===== The data =====

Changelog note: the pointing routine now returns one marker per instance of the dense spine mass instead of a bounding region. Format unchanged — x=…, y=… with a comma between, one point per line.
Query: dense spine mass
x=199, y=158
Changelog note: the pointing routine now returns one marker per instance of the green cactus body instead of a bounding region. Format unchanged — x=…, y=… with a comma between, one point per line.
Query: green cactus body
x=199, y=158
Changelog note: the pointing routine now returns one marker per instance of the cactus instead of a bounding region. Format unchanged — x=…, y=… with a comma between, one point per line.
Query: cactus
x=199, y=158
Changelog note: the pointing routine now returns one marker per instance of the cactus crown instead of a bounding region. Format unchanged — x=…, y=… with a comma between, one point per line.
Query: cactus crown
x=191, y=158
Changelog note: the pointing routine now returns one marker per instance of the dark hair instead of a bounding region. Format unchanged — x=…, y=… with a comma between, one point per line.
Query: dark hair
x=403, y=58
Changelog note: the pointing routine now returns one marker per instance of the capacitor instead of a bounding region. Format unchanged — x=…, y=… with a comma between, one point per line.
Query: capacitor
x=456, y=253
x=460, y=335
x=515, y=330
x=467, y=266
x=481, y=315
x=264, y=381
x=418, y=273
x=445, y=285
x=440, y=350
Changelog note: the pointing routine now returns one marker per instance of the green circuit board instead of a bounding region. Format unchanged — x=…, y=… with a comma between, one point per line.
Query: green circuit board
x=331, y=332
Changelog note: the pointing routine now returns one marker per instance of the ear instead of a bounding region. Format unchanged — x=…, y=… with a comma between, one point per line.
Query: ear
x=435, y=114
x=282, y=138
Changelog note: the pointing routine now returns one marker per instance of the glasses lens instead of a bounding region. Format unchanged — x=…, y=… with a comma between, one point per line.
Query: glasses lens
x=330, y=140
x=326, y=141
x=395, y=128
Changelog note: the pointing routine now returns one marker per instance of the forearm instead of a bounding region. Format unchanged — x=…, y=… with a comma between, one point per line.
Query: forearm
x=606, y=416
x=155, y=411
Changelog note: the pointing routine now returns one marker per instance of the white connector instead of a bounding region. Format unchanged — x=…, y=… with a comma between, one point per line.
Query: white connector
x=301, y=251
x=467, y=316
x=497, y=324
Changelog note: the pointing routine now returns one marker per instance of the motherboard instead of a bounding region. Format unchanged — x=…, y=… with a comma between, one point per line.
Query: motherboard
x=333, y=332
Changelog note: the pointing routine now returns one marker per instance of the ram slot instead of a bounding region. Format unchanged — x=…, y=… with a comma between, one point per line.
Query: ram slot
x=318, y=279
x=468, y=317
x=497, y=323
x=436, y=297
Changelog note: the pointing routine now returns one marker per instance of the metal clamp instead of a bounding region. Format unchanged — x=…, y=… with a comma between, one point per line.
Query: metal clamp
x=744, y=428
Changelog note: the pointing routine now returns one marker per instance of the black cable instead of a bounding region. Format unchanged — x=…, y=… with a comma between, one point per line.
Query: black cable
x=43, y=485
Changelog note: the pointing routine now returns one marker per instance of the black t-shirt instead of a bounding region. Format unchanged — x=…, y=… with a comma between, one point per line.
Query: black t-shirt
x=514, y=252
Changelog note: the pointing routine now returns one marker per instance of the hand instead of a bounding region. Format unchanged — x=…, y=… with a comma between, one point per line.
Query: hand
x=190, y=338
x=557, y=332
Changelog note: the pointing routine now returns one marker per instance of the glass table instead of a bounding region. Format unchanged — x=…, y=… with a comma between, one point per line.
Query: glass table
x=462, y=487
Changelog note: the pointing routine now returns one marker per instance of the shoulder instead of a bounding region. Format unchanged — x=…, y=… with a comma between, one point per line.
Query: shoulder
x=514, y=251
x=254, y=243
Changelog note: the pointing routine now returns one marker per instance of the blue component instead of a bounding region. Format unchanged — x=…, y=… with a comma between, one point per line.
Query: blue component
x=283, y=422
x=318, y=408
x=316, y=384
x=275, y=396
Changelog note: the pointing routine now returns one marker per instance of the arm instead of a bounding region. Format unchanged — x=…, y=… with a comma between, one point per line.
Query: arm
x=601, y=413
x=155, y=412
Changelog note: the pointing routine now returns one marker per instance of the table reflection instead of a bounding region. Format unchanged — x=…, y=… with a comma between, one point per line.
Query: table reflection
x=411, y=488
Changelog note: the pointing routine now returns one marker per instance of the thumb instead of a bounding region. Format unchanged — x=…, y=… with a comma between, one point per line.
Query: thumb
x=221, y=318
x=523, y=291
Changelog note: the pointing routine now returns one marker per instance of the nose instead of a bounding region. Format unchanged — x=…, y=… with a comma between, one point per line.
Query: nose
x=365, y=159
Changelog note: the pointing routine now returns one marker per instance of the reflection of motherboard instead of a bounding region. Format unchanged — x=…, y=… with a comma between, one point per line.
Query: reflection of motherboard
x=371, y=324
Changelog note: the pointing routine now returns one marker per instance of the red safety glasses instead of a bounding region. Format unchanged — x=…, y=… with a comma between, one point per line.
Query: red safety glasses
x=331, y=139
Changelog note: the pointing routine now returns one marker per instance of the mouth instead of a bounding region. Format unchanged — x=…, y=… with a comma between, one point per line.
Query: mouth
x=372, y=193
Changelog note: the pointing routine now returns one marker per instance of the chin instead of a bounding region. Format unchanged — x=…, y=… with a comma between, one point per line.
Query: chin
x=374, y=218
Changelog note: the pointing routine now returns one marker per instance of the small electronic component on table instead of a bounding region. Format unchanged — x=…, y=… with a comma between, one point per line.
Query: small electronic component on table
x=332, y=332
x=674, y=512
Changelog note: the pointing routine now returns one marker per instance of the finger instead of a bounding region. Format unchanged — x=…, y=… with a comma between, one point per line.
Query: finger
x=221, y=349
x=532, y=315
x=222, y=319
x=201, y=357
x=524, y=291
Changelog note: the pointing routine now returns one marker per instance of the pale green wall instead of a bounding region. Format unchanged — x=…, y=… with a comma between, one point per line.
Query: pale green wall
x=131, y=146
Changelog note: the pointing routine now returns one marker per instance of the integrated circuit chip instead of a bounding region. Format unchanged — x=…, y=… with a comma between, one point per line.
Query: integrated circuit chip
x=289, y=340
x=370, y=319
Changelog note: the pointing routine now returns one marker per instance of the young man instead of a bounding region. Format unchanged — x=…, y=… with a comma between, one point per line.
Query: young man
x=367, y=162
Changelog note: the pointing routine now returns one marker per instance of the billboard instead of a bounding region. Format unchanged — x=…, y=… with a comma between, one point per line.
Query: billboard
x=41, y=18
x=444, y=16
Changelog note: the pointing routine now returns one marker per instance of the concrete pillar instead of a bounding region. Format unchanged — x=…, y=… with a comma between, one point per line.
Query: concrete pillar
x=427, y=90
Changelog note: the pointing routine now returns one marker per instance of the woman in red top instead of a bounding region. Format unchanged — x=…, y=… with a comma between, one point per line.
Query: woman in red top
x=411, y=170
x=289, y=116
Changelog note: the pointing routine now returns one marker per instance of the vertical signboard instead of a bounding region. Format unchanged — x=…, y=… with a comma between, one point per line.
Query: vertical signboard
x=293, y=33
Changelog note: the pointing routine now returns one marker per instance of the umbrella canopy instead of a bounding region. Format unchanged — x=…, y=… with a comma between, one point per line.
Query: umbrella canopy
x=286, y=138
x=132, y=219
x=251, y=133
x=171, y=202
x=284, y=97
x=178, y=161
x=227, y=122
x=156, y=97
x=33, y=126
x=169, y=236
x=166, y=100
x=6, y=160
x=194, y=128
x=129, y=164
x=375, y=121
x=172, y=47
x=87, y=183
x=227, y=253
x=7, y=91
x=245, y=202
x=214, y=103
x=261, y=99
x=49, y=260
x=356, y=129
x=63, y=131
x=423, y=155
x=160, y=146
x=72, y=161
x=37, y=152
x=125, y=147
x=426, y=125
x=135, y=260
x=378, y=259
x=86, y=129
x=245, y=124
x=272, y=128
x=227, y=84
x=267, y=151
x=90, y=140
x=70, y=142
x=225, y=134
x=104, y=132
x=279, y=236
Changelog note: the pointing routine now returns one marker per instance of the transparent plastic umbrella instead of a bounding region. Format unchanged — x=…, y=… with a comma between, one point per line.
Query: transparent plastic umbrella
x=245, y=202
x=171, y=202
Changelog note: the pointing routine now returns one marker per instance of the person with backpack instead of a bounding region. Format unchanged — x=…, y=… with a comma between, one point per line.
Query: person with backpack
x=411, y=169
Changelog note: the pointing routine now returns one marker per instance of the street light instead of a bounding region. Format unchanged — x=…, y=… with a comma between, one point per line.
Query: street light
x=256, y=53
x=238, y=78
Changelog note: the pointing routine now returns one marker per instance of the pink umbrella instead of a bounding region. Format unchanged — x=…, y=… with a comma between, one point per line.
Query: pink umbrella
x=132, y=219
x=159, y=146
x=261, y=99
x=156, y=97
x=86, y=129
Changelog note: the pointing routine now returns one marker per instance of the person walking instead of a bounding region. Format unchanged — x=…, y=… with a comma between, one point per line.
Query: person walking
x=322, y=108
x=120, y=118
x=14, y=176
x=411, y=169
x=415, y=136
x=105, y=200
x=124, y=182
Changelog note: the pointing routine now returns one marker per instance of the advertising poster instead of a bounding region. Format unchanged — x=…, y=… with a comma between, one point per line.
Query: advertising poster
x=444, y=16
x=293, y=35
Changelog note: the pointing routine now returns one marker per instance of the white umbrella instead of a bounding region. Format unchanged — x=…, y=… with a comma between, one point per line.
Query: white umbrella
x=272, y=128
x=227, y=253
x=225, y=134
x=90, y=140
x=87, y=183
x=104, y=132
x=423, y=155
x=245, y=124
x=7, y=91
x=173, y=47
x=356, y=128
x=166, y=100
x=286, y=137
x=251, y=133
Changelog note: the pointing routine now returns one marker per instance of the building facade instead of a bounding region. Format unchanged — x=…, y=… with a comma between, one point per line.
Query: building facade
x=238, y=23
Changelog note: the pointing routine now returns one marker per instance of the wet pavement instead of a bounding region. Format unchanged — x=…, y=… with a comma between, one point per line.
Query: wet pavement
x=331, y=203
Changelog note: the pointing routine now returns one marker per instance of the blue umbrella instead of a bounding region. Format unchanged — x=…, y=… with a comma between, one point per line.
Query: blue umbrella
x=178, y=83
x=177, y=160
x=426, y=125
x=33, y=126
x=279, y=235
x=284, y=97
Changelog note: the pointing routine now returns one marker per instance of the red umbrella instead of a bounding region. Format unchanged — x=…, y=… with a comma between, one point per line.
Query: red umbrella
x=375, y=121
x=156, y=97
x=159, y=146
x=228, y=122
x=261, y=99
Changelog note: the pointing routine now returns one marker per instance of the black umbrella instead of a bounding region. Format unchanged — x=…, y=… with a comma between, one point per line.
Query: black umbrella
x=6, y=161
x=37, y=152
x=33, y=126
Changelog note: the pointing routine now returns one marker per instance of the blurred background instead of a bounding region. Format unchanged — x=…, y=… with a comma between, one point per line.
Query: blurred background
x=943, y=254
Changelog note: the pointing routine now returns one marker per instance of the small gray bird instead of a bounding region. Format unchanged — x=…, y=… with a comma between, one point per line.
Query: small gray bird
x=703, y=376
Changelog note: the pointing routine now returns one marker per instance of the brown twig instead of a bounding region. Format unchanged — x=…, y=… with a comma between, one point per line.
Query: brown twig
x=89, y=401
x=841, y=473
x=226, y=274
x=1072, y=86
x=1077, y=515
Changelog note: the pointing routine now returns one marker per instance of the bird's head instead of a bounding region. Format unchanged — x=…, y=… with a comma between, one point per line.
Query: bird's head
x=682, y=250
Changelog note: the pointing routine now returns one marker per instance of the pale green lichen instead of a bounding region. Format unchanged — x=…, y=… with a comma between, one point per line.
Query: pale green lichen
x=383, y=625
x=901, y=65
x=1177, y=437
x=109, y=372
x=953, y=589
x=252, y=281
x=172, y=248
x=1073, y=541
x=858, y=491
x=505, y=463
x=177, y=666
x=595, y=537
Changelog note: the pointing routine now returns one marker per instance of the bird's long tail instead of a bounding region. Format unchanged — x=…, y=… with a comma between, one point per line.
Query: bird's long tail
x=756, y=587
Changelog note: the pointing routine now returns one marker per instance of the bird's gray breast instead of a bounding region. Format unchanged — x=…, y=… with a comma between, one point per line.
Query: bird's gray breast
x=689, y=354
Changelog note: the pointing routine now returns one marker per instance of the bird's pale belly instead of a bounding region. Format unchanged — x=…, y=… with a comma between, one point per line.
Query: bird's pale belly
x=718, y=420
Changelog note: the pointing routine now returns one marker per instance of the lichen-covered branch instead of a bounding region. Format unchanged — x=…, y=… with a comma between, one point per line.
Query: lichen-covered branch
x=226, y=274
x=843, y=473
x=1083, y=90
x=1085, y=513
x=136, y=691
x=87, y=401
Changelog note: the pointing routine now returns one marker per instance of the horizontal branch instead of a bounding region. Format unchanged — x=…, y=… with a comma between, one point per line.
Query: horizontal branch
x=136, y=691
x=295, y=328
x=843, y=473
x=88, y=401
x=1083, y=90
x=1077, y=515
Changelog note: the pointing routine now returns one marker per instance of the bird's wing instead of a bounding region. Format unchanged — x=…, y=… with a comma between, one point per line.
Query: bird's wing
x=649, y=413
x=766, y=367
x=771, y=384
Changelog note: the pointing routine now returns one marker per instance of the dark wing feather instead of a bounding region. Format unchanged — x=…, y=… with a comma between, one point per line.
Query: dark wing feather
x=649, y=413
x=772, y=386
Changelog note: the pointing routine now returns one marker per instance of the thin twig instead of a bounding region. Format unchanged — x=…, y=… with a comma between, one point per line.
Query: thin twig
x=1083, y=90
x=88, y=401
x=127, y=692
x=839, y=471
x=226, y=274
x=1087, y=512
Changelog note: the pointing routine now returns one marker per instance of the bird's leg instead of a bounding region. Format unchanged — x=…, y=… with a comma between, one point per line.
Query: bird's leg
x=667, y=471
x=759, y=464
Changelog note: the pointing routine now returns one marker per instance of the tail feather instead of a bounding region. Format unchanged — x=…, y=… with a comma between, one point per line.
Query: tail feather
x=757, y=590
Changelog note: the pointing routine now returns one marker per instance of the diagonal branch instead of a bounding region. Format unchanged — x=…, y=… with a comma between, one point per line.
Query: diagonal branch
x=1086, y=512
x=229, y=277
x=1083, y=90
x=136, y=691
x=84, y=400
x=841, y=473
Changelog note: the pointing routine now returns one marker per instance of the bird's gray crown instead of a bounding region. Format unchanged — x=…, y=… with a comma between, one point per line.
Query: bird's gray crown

=====

• [Prompt]: The line above containing "green wall instead", the line containing "of the integrated", and every line between them are to be transcribed exactly; no other line is wanted.

• [Expected answer]:
Changelog note: the pointing routine now returns one marker per instance of the pale green wall instead of a bounding region. Format unchanged — x=…, y=… with a comma between, one point per line.
Query: pale green wall
x=131, y=146
Changelog note: the pointing routine now returns one marker per instance of the integrated circuit chip instead of a bounding region. Format unchanged — x=…, y=… with a comma between, one point per line.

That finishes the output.